● Work to be completed
Return all of the data exactly as given.

[Entries from a point annotation set]

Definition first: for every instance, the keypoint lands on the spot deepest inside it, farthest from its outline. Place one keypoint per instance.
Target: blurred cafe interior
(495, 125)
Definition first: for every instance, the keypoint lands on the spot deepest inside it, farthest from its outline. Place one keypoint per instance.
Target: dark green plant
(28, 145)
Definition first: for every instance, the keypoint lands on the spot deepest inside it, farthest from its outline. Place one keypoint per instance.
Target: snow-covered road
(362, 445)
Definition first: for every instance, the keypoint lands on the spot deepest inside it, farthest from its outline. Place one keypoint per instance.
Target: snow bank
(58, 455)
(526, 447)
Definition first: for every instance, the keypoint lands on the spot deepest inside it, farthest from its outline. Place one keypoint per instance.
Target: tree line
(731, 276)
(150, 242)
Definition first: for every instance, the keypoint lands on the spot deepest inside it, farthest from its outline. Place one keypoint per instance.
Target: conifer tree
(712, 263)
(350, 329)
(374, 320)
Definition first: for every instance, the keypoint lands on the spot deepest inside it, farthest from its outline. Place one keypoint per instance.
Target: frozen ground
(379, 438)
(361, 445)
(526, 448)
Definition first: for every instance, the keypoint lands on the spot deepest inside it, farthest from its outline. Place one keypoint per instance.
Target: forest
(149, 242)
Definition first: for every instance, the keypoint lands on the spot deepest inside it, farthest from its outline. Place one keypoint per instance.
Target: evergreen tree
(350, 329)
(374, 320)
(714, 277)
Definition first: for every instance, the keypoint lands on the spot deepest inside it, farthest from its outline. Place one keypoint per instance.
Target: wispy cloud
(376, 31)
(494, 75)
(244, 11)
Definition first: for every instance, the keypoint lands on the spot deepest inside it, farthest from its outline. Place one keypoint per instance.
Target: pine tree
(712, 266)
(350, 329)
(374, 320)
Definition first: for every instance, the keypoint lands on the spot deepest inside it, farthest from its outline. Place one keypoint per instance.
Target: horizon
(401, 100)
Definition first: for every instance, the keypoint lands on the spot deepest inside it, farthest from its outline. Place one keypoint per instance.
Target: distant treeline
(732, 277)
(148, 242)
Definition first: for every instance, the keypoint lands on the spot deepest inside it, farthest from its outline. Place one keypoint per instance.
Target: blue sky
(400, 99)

● Exercise solution
Definition first: for every instance, the keypoint lands on the spot deepest inside it, farthest from its outline. Place one keypoint per instance.
Target: blurred cafe interior
(495, 125)
Definition first: for every instance, the keypoint lands on the spot deepest inside it, farthest from its outline. Place one keypoint per instance.
Target: dark green plant
(28, 145)
Definition first: for every instance, the keypoint lands on the spot deepest inside it, farthest from its outline. Place one keypoint per instance.
Target: snow-covered road
(362, 445)
Definition first: for every instance, the keypoint lands on the spot deepest inside it, farthest from its outline. Place one keypoint per instance.
Target: snow bank
(58, 455)
(526, 447)
Definition first: for every instance, the keypoint lands on the spot deepest inside it, farthest from its outline. Place one keypoint per instance.
Target: tree line
(731, 276)
(150, 242)
Definition first: for every instance, the keypoint lands on the spot deepest inside it, farthest from its outline. Place one keypoint per instance.
Target: conifer tree
(712, 263)
(350, 329)
(374, 320)
Definition first: for every instance, the keypoint lands on the spot deepest inside it, farthest from its outline. Place one keypoint per instance.
Target: frozen ground
(379, 438)
(361, 445)
(526, 448)
Definition first: for every instance, the keypoint lands on the spot deepest inside it, farthest from its outline. Place one keypoint per instance.
Target: forest
(149, 242)
Definition first: for every instance, the keypoint lands on the spot deepest inside it, farthest from its outline. Place one keypoint per instance.
Target: evergreen tree
(350, 329)
(374, 320)
(714, 277)
Definition first: for every instance, the keypoint lands on the spot deepest inside it, farthest from its outline. Place one keypoint per instance.
Target: wispy cloud
(376, 31)
(494, 75)
(244, 11)
Definition first: for every instance, the keypoint lands on the spot deepest inside it, farthest from its outline. Place one keypoint per instance.
Target: pine tree
(712, 266)
(350, 329)
(374, 320)
Definition first: for every instance, the keypoint lands on the spot deepest inside it, farthest from its outline. Place one keypoint per instance.
Target: horizon
(401, 100)
Definition first: for every instance, the keypoint lands on the spot deepest inside it, farthest from its outline. Place one keypoint per instance.
Target: distant treeline
(732, 277)
(148, 242)
Definition first: for every instance, the keypoint lands on the spot deepest inside it, farthest from its outline. Place one keypoint per instance.
Target: blue sky
(400, 99)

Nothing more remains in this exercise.